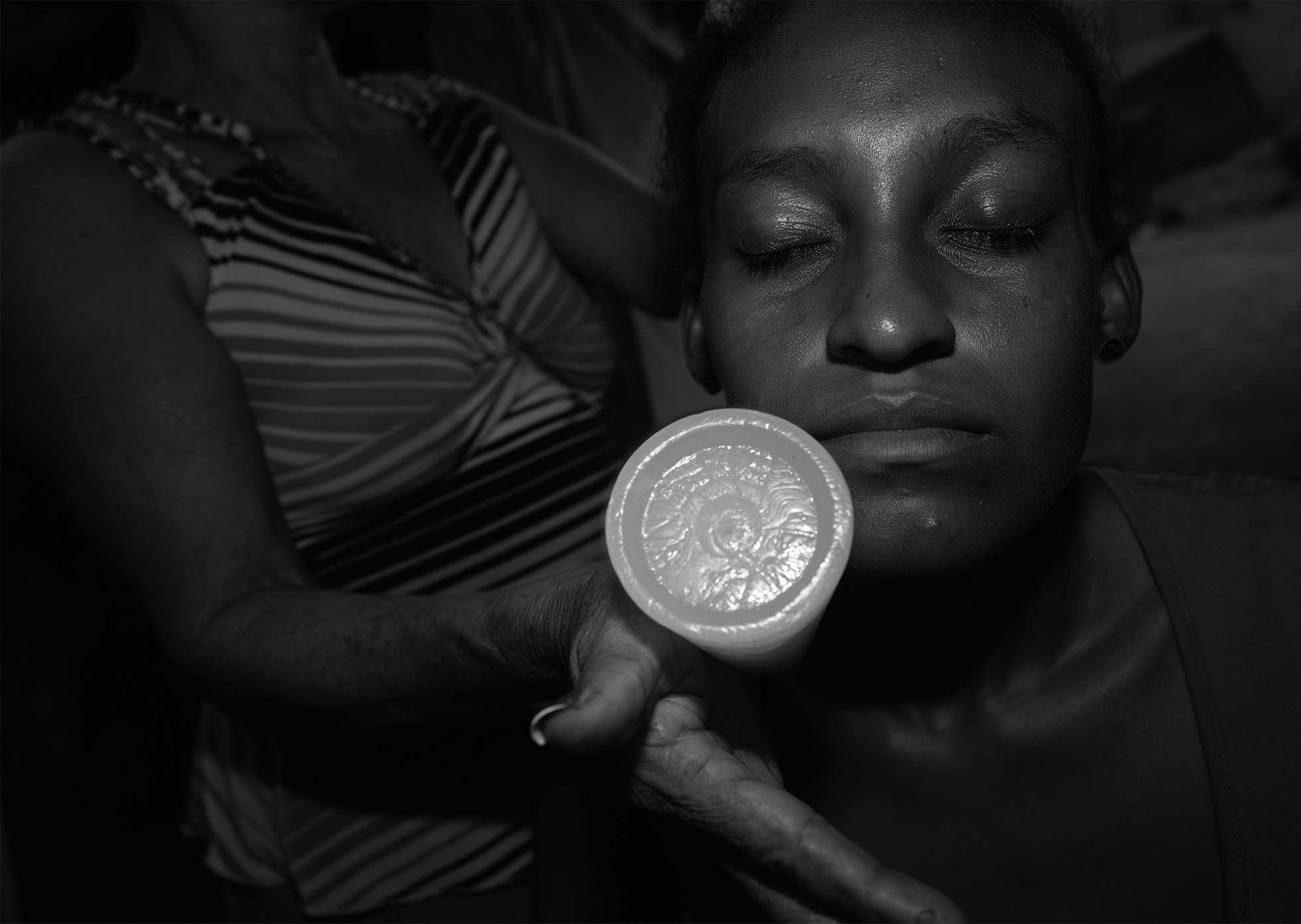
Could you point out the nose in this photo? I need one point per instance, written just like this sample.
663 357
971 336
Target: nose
890 319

○ ○ ○ ○

PROBLEM:
Reproduce all the records above, requests included, shifting each point coordinate in the answers up by 99 while keeping the numbers in the requests and their sample points unchanged. Omit the pictures.

RESPONSE FOR THIS EXERCISE:
Could you point out the nose in this photo? I need one point per instance, written just like this sample.
663 357
971 336
Target: nose
989 418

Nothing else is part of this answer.